• [Task to complete] Begin with the line containing "of the orange" and copy each line exactly through the last line of the entries, inclusive.

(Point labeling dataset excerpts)

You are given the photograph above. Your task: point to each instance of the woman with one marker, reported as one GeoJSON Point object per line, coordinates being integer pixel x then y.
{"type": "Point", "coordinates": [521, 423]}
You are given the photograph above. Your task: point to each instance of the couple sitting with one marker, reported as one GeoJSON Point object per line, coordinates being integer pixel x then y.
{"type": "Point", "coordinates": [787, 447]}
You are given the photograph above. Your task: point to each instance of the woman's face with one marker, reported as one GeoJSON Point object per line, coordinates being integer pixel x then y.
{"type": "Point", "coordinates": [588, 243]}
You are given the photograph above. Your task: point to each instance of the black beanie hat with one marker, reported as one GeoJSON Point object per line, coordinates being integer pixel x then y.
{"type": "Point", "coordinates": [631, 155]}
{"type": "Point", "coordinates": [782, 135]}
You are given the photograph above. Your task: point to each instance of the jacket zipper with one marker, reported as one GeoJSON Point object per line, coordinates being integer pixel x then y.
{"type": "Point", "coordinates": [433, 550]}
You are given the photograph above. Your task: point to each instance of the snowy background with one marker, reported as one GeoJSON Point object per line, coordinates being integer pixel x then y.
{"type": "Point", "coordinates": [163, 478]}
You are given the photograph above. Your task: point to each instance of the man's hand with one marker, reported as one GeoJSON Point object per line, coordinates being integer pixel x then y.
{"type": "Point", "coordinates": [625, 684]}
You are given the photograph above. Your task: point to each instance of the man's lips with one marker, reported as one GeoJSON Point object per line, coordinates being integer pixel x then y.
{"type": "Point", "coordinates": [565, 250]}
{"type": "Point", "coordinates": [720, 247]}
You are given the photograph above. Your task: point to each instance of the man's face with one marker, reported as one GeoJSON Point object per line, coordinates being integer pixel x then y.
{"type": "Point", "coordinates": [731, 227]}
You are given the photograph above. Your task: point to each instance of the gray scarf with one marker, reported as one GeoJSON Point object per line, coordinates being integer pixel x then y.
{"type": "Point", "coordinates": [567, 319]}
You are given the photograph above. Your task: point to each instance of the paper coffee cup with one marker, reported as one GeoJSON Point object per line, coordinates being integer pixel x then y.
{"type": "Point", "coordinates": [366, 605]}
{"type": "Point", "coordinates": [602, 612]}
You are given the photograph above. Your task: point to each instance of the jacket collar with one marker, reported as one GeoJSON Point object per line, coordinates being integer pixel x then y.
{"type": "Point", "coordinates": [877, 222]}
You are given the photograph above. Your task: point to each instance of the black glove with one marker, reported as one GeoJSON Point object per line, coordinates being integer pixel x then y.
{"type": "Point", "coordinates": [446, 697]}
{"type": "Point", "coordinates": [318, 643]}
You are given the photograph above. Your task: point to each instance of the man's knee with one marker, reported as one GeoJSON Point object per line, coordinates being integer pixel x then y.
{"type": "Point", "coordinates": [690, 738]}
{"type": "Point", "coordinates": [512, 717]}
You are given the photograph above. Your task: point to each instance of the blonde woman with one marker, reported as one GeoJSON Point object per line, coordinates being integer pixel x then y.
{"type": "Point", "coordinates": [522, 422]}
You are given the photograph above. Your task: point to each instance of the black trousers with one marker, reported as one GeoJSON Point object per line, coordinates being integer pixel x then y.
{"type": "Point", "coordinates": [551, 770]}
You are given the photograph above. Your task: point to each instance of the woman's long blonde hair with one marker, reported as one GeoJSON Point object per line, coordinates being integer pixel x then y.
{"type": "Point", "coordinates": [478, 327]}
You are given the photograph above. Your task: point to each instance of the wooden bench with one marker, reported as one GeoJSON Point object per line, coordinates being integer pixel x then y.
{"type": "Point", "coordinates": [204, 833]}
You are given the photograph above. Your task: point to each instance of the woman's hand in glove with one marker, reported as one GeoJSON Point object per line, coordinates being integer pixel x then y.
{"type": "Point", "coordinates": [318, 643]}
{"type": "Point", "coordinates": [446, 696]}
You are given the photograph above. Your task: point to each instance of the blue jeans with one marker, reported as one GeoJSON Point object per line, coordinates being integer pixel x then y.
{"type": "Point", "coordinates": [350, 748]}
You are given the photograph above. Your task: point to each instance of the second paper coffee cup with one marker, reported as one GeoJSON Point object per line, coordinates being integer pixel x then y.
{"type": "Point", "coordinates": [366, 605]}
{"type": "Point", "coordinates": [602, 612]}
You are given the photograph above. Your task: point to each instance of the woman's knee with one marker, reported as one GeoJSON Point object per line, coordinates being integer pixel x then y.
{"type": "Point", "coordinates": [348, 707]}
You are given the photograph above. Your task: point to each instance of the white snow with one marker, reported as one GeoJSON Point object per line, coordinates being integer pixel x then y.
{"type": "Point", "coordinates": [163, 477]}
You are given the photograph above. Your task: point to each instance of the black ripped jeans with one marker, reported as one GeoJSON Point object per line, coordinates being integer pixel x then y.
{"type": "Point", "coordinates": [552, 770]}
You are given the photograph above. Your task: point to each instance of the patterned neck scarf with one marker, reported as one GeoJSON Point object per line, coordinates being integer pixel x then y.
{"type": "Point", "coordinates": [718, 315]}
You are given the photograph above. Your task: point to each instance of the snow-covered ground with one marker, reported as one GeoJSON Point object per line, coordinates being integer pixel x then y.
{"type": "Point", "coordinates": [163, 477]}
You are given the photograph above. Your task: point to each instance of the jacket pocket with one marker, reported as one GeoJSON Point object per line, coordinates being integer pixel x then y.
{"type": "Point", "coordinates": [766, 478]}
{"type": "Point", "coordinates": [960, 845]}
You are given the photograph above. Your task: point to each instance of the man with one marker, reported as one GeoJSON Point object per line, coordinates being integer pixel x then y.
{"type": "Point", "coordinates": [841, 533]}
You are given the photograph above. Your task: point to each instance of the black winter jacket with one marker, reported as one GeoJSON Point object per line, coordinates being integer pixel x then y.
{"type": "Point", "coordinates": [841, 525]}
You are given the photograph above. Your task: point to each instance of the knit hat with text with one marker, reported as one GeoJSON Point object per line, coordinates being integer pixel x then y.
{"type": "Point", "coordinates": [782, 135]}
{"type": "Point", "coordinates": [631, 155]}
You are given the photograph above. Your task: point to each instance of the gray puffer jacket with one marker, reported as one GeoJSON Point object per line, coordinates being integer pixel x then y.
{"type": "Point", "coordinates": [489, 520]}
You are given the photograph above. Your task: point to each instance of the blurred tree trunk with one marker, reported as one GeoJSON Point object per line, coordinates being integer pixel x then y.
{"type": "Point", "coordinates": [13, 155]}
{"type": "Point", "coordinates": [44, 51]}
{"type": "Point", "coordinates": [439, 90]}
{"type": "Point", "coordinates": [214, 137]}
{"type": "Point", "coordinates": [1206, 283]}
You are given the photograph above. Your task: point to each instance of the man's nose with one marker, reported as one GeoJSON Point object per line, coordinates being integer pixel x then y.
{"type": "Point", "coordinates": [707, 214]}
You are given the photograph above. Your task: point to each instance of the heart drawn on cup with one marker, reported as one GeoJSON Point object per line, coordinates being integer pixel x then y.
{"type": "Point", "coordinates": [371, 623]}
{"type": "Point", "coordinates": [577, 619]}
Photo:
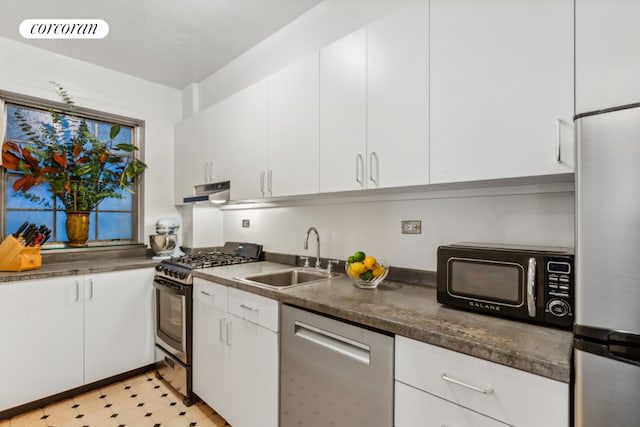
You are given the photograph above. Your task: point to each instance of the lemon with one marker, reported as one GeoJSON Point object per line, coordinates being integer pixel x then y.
{"type": "Point", "coordinates": [356, 269]}
{"type": "Point", "coordinates": [359, 256]}
{"type": "Point", "coordinates": [370, 262]}
{"type": "Point", "coordinates": [377, 271]}
{"type": "Point", "coordinates": [367, 275]}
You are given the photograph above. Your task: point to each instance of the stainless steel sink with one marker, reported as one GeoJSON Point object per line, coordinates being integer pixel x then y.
{"type": "Point", "coordinates": [282, 279]}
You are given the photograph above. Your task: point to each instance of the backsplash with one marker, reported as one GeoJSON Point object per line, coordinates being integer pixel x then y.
{"type": "Point", "coordinates": [544, 217]}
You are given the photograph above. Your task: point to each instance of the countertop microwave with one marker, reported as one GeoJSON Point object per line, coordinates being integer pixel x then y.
{"type": "Point", "coordinates": [530, 283]}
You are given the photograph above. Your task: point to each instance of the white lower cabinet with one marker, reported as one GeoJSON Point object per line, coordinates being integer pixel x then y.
{"type": "Point", "coordinates": [236, 354]}
{"type": "Point", "coordinates": [118, 323]}
{"type": "Point", "coordinates": [64, 332]}
{"type": "Point", "coordinates": [453, 384]}
{"type": "Point", "coordinates": [414, 407]}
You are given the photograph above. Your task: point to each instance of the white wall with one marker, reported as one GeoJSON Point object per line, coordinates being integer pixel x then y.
{"type": "Point", "coordinates": [27, 70]}
{"type": "Point", "coordinates": [543, 216]}
{"type": "Point", "coordinates": [516, 215]}
{"type": "Point", "coordinates": [329, 21]}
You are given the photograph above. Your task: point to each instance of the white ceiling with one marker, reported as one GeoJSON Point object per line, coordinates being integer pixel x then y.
{"type": "Point", "coordinates": [171, 42]}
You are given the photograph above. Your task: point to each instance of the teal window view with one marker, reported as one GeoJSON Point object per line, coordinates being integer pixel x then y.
{"type": "Point", "coordinates": [113, 220]}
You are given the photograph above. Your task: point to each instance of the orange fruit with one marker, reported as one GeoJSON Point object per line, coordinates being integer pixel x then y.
{"type": "Point", "coordinates": [370, 262]}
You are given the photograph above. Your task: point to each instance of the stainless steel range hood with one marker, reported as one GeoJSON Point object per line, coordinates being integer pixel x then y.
{"type": "Point", "coordinates": [214, 192]}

• [Correct answer]
You are given the photograph above. Your task: point to each instance of the orange fruit with one marker, reported as one GeoJSON Point object per line, coordinates being integer pixel x then y.
{"type": "Point", "coordinates": [370, 262]}
You are given the photograph above. Your task: point to each instance of the stainless steel range hood with one marker, reported as one GeoJSON Point object per line, coordinates being integer pixel x then y.
{"type": "Point", "coordinates": [214, 192]}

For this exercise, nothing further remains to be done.